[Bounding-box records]
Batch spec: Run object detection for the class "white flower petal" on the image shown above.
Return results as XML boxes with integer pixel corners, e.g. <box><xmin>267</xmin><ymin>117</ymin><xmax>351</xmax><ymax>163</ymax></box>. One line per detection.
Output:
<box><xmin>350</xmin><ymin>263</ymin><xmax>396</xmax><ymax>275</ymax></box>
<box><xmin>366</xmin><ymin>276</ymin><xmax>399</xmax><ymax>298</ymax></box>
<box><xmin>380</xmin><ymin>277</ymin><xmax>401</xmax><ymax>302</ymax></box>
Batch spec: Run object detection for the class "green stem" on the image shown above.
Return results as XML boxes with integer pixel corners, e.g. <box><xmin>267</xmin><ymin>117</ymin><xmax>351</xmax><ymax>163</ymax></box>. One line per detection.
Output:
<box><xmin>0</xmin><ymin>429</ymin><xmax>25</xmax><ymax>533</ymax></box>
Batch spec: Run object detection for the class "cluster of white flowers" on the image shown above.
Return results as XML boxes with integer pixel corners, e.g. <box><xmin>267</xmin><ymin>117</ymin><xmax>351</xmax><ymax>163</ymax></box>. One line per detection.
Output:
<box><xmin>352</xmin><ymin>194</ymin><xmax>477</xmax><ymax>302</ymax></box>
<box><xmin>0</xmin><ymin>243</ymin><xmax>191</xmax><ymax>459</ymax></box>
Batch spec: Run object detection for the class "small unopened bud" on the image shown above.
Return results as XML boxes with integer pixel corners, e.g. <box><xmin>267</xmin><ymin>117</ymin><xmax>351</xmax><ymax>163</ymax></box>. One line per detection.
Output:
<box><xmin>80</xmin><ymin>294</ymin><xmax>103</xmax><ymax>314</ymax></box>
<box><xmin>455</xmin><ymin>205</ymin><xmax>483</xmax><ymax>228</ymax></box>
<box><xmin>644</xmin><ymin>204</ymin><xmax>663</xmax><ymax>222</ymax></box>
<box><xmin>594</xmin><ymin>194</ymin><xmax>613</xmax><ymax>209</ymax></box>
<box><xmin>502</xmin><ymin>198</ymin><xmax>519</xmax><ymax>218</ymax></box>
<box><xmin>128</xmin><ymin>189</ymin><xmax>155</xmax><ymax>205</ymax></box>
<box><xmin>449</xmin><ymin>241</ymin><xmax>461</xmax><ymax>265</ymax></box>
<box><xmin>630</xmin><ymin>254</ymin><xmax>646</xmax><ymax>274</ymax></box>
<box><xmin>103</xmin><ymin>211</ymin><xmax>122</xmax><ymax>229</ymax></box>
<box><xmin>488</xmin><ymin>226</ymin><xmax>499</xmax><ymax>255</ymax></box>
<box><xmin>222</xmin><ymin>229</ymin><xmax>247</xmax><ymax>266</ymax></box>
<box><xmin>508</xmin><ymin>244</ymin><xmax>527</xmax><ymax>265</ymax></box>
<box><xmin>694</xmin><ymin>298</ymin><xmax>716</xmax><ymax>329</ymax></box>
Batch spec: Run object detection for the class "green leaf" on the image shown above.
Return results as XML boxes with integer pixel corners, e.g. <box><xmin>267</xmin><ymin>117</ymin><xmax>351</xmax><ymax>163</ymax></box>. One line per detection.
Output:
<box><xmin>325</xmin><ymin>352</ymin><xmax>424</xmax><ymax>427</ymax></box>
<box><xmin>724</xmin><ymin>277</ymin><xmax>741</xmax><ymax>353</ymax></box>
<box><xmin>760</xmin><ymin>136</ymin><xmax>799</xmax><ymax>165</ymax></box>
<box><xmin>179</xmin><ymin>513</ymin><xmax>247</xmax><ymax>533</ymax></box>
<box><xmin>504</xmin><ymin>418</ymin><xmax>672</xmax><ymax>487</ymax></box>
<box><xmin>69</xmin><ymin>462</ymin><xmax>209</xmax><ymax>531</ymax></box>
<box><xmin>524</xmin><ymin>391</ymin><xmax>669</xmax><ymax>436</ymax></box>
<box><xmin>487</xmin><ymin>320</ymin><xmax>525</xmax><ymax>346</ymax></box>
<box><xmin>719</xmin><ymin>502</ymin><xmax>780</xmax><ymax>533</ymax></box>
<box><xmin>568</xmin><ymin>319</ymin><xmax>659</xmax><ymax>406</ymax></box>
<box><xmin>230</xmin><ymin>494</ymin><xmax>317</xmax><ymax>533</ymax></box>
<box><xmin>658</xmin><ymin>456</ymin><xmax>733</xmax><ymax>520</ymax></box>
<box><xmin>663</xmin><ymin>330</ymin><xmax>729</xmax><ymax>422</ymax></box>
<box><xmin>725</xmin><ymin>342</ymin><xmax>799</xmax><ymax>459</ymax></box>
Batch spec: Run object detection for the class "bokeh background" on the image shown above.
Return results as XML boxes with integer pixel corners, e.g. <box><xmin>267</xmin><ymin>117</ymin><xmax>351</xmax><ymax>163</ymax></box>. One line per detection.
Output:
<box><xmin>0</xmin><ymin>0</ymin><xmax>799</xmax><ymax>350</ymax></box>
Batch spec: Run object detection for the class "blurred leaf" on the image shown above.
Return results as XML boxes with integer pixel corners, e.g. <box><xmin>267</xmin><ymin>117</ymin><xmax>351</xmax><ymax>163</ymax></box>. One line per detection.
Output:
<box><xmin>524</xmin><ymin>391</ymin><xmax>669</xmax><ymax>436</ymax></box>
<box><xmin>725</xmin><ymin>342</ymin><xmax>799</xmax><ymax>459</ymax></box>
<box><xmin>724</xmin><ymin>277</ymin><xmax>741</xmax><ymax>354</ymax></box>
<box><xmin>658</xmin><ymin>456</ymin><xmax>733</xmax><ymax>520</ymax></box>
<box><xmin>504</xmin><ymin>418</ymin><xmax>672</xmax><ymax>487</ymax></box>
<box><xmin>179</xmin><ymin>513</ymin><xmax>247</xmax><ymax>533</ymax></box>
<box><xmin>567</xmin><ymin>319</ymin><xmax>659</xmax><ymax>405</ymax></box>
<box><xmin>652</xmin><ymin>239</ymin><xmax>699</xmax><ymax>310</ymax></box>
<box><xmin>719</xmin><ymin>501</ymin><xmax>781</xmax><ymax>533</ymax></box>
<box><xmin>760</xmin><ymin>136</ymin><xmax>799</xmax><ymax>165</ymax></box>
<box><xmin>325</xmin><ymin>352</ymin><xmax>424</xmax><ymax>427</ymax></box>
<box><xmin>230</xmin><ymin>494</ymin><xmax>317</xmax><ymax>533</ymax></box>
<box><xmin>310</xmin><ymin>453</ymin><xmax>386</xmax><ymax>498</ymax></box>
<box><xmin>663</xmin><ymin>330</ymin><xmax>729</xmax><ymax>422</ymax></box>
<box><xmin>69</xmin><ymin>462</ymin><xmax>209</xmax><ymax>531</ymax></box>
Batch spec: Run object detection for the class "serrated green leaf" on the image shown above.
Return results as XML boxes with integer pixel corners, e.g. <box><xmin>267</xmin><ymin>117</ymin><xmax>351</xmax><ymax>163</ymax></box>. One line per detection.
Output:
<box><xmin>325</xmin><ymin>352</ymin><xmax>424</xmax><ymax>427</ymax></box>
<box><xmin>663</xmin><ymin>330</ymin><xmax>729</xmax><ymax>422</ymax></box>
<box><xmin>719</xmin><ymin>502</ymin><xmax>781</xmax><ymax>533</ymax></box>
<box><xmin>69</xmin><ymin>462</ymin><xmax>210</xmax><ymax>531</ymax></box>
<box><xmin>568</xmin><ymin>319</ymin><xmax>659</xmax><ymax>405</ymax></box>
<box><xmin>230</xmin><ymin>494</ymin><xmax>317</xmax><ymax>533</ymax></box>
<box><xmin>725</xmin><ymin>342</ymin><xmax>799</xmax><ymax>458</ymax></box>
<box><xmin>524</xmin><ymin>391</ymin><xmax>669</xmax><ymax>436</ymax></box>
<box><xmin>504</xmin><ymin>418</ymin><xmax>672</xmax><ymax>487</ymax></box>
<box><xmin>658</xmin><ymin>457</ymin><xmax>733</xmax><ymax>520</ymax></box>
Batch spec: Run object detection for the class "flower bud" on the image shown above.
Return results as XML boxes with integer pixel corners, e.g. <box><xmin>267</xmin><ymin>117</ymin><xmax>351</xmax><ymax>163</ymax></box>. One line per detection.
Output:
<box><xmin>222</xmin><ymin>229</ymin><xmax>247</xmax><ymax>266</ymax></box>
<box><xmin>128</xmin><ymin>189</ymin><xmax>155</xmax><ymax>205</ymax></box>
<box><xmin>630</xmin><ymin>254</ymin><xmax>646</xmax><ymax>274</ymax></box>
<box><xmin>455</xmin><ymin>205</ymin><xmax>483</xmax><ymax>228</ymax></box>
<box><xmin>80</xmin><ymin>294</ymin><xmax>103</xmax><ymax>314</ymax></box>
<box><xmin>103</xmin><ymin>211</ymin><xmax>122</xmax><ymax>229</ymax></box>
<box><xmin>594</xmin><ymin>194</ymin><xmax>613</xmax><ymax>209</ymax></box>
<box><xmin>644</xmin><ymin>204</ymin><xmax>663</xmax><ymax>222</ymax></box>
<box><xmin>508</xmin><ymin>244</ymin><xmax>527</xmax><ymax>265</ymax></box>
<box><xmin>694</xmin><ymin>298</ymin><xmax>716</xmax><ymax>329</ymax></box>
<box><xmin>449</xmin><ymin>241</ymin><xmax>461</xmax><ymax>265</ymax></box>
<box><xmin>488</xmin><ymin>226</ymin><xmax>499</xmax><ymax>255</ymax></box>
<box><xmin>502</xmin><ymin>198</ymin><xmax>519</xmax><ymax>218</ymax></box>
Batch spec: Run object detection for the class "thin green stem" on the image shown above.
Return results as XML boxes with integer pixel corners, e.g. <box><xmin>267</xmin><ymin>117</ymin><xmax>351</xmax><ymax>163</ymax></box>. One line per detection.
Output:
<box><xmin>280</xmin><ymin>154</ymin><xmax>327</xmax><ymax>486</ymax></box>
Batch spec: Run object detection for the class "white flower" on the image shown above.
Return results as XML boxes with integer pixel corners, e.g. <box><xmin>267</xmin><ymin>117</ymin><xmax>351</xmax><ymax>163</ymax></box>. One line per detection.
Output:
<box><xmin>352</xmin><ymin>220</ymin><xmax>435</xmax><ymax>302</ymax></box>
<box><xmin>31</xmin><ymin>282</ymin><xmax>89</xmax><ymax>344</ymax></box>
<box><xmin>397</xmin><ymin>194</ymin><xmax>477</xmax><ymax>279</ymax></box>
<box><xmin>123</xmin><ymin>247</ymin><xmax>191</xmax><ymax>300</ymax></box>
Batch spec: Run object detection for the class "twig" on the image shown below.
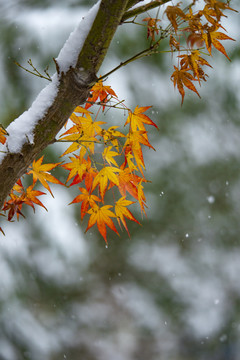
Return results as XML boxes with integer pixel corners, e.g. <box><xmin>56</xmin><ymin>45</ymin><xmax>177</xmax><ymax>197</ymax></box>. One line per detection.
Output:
<box><xmin>14</xmin><ymin>59</ymin><xmax>52</xmax><ymax>81</ymax></box>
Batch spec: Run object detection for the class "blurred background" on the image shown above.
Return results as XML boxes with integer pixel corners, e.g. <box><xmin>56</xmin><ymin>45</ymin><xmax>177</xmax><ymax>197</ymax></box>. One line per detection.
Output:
<box><xmin>0</xmin><ymin>0</ymin><xmax>240</xmax><ymax>360</ymax></box>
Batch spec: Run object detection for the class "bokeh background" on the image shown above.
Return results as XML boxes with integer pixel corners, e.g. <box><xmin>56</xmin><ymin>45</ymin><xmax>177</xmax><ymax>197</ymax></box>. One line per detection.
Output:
<box><xmin>0</xmin><ymin>0</ymin><xmax>240</xmax><ymax>360</ymax></box>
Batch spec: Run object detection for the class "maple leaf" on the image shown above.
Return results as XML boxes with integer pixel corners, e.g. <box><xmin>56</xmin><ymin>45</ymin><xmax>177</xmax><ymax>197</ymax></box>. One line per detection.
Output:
<box><xmin>142</xmin><ymin>17</ymin><xmax>160</xmax><ymax>41</ymax></box>
<box><xmin>165</xmin><ymin>2</ymin><xmax>186</xmax><ymax>32</ymax></box>
<box><xmin>171</xmin><ymin>66</ymin><xmax>201</xmax><ymax>103</ymax></box>
<box><xmin>85</xmin><ymin>80</ymin><xmax>117</xmax><ymax>111</ymax></box>
<box><xmin>137</xmin><ymin>180</ymin><xmax>147</xmax><ymax>216</ymax></box>
<box><xmin>124</xmin><ymin>130</ymin><xmax>155</xmax><ymax>174</ymax></box>
<box><xmin>85</xmin><ymin>205</ymin><xmax>119</xmax><ymax>244</ymax></box>
<box><xmin>115</xmin><ymin>196</ymin><xmax>140</xmax><ymax>237</ymax></box>
<box><xmin>118</xmin><ymin>168</ymin><xmax>140</xmax><ymax>199</ymax></box>
<box><xmin>102</xmin><ymin>146</ymin><xmax>120</xmax><ymax>167</ymax></box>
<box><xmin>60</xmin><ymin>113</ymin><xmax>105</xmax><ymax>156</ymax></box>
<box><xmin>0</xmin><ymin>125</ymin><xmax>8</xmax><ymax>144</ymax></box>
<box><xmin>27</xmin><ymin>156</ymin><xmax>64</xmax><ymax>197</ymax></box>
<box><xmin>0</xmin><ymin>225</ymin><xmax>5</xmax><ymax>236</ymax></box>
<box><xmin>203</xmin><ymin>0</ymin><xmax>237</xmax><ymax>22</ymax></box>
<box><xmin>202</xmin><ymin>31</ymin><xmax>235</xmax><ymax>61</ymax></box>
<box><xmin>92</xmin><ymin>166</ymin><xmax>121</xmax><ymax>199</ymax></box>
<box><xmin>124</xmin><ymin>106</ymin><xmax>158</xmax><ymax>135</ymax></box>
<box><xmin>23</xmin><ymin>184</ymin><xmax>47</xmax><ymax>211</ymax></box>
<box><xmin>70</xmin><ymin>187</ymin><xmax>101</xmax><ymax>220</ymax></box>
<box><xmin>2</xmin><ymin>192</ymin><xmax>25</xmax><ymax>221</ymax></box>
<box><xmin>178</xmin><ymin>50</ymin><xmax>212</xmax><ymax>84</ymax></box>
<box><xmin>62</xmin><ymin>154</ymin><xmax>89</xmax><ymax>182</ymax></box>
<box><xmin>99</xmin><ymin>126</ymin><xmax>126</xmax><ymax>151</ymax></box>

What is required: Extract each line of the data above that contains the string "stem". Case counts when matching.

Output below:
Batch spec: Run object detection for the class "green stem" on the image shown above.
Batch spec: Run object detection for the class "thin green stem" on the image shown above.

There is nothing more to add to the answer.